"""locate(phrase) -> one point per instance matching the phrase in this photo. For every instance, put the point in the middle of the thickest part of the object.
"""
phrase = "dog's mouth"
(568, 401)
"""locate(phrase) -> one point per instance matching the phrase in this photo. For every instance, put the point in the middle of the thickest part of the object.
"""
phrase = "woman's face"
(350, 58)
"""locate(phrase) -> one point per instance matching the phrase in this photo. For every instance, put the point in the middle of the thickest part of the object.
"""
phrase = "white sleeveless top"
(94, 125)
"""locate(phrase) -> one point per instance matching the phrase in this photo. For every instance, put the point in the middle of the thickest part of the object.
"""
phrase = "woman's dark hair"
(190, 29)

+---+

#### Written instruction
Please put every line of the entries above into a Markdown table with two columns, Row for the row number and Line for the line itself, and leave out any blank lines.

#### Result of the exercise
| Row | Line |
|---|---|
| 1 | """locate(phrase) -> one point per instance matching the phrase in this photo. For every instance, put the point in the middle of the thickest part of the object. |
| 2 | """ |
| 3 | phrase = "dog's mouth" |
| 4 | (568, 401) |
| 5 | """locate(phrase) -> one point per instance matching the phrase in this photo. For every instance, put the point in the middle of the thickest part of the object. |
| 6 | """ |
| 7 | phrase = "woman's face" |
| 8 | (350, 58) |
| 9 | """locate(phrase) -> one point per instance matching the phrase in this photo. For every instance, put the point in the middle of the thickest part of the object. |
| 10 | """ |
| 11 | phrase = "white sleeveless top" |
| 12 | (94, 125) |
| 13 | """locate(phrase) -> one point per instance matching the phrase in this photo. For every instance, put the point in the middle of the thickest part of the object. |
| 14 | """ |
| 15 | phrase = "woman's dark hair" |
| 16 | (190, 29) |